### Records shown
══════════════════════════════
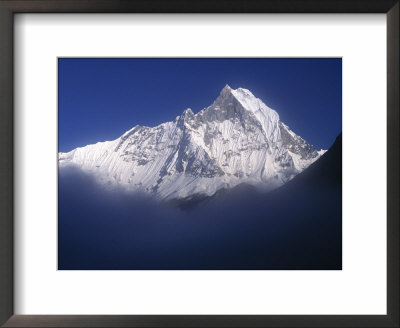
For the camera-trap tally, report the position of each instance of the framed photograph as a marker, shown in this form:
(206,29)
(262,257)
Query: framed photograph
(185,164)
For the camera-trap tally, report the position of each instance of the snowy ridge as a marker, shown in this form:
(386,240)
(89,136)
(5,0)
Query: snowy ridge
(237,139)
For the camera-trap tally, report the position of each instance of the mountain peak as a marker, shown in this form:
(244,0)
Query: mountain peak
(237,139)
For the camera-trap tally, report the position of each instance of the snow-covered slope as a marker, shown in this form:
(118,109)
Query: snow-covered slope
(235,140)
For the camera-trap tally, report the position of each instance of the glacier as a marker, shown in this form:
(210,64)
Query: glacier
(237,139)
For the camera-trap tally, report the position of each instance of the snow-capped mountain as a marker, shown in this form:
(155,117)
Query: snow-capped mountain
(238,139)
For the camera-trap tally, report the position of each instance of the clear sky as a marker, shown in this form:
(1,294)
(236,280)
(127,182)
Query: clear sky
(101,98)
══════════════════════════════
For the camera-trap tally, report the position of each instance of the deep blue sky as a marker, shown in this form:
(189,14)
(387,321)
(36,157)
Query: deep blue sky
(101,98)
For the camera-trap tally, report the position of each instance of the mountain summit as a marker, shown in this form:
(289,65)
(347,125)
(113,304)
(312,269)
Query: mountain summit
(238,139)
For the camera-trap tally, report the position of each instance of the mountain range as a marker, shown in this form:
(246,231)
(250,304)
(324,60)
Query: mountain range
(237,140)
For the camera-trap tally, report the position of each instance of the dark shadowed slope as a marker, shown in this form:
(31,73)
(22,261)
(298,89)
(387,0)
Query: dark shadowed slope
══════════════════════════════
### Work required
Every line that contains "dark" should be copied out of the data.

### Your response
For the camera-trap tally, report the position of each instance of the dark shadowed slope as a marker, shown in this form:
Query: dark shadowed slope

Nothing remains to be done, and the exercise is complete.